======== Data supplied ========

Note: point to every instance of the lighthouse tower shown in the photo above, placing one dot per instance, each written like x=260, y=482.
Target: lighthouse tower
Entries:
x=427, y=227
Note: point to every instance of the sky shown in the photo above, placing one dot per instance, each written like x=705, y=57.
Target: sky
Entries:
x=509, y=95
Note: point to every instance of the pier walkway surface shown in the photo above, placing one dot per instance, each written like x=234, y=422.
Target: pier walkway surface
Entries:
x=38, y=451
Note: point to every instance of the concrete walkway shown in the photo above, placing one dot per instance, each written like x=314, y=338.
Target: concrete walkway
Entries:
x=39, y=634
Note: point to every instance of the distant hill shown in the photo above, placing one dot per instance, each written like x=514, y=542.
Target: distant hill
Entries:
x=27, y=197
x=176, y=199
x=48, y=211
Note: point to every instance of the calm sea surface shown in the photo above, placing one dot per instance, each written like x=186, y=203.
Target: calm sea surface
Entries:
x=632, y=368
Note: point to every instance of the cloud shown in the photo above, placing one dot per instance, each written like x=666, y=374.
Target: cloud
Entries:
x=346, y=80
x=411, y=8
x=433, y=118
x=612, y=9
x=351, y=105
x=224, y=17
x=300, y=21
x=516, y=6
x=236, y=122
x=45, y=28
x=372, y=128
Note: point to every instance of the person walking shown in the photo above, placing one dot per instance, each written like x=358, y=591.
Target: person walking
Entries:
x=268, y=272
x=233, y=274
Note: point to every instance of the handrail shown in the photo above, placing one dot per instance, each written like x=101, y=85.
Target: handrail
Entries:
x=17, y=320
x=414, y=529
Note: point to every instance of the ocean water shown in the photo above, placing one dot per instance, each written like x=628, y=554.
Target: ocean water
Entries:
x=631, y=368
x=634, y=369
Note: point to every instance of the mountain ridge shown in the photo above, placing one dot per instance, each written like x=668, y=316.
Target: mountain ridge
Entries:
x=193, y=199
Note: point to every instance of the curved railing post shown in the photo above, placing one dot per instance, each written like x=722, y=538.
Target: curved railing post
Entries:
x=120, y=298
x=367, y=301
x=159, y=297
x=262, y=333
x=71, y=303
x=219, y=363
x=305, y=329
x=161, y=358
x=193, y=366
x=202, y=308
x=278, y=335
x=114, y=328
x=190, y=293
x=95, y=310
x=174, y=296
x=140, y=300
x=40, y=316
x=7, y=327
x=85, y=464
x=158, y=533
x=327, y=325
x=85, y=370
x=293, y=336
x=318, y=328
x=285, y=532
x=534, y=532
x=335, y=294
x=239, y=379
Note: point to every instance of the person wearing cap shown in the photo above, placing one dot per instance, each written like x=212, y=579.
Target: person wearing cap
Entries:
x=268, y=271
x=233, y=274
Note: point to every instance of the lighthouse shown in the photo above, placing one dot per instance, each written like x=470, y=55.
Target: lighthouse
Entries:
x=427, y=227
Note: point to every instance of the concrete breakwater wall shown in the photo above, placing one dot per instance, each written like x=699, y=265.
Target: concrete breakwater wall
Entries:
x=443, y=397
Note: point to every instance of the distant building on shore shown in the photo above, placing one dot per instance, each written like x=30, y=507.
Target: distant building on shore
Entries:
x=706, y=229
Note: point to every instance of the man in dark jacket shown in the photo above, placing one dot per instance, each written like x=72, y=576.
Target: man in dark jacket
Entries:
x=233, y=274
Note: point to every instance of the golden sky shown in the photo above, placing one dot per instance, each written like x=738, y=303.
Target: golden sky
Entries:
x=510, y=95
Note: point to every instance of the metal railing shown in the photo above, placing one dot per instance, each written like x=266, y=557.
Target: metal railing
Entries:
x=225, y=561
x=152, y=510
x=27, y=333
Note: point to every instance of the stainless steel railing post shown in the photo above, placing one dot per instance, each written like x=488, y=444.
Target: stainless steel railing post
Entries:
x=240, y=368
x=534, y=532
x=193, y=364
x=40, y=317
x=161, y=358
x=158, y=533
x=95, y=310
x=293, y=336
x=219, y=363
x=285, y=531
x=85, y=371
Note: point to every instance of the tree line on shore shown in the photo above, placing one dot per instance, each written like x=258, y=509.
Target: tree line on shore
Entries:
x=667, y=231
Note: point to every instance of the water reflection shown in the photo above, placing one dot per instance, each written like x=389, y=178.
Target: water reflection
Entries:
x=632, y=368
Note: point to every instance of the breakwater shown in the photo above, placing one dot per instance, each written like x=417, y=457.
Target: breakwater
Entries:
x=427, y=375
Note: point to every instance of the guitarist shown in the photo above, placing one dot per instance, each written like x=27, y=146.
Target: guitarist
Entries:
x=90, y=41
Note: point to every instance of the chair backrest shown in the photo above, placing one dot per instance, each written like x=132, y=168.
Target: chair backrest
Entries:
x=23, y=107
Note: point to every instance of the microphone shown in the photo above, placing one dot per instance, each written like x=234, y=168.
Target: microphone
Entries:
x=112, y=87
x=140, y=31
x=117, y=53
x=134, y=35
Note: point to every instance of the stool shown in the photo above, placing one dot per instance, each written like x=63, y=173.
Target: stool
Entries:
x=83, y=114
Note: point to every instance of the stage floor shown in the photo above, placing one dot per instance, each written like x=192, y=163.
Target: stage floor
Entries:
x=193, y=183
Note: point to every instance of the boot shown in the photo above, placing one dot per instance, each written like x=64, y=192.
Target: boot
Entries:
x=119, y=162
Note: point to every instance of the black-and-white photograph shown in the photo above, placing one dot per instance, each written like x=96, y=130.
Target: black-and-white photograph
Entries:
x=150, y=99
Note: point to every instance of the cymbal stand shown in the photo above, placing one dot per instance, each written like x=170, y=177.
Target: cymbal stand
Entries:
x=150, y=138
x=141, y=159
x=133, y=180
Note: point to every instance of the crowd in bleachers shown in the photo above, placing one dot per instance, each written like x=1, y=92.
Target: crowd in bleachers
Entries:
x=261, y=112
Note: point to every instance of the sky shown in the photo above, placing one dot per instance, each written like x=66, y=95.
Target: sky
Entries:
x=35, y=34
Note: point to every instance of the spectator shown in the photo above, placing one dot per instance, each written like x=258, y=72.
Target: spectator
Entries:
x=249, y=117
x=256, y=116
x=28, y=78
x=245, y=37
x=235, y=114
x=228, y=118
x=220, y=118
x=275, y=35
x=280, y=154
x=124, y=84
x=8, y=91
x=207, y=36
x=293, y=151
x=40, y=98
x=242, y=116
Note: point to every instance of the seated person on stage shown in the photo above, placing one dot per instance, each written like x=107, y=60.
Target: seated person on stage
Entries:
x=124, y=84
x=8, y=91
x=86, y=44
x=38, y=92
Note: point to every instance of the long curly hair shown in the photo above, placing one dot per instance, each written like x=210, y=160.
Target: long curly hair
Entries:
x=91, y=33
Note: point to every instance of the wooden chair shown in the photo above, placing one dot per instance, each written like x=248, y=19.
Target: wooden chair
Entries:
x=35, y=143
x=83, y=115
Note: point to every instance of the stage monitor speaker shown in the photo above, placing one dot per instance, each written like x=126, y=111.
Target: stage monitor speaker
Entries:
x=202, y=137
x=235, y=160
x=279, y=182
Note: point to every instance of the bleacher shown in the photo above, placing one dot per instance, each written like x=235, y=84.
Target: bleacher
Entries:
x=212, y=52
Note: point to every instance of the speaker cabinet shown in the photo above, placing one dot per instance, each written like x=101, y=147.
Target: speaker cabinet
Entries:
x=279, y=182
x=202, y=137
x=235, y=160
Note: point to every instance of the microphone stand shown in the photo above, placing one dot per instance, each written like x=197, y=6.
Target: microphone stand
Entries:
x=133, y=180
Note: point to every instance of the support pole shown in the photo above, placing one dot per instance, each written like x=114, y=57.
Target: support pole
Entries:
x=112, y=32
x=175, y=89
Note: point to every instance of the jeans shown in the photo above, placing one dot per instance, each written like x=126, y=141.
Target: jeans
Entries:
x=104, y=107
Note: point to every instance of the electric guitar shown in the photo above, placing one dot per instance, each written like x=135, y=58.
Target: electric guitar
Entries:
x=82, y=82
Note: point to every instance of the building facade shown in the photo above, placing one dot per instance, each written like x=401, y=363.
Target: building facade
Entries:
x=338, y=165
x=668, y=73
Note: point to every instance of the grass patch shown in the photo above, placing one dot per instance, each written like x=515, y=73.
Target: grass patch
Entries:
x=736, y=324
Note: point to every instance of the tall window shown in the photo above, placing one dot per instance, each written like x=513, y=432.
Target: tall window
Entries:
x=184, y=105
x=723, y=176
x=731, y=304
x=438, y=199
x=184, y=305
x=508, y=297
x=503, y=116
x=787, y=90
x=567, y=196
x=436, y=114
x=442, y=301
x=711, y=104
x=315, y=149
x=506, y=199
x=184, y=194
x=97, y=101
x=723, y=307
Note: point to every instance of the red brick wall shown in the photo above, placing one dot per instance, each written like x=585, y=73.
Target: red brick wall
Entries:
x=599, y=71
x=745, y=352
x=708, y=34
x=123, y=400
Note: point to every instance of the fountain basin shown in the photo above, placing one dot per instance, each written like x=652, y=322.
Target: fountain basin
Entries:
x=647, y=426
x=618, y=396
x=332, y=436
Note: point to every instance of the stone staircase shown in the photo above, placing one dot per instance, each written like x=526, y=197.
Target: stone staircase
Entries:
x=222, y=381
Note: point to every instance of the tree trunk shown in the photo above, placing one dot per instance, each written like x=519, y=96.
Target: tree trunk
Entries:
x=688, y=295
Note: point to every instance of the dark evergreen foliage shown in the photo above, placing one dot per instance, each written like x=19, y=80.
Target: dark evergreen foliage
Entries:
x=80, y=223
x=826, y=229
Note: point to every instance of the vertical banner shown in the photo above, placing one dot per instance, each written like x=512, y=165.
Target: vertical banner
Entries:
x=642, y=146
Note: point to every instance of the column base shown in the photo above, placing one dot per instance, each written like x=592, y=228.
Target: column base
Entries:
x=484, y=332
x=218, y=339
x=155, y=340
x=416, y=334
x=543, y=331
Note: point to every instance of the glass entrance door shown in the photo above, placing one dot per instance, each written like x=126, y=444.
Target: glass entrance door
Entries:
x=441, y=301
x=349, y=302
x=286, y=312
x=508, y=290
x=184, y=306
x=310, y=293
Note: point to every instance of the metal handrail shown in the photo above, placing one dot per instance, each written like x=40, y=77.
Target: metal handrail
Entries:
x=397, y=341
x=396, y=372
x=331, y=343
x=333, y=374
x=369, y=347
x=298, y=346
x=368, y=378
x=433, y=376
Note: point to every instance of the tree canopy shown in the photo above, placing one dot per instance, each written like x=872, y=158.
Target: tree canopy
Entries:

========

_Assigned task_:
Go through the records and show every line with the string "microphone" in it.

_Written answer_:
Note: point to every instance of the microphone shown in the photo above, placing one dot per instance, each written like x=234, y=168.
Target: microphone
Note: point to every instance of the microphone stand shown in the photo above, placing one dot per instance, each written like x=197, y=6.
Target: microphone stand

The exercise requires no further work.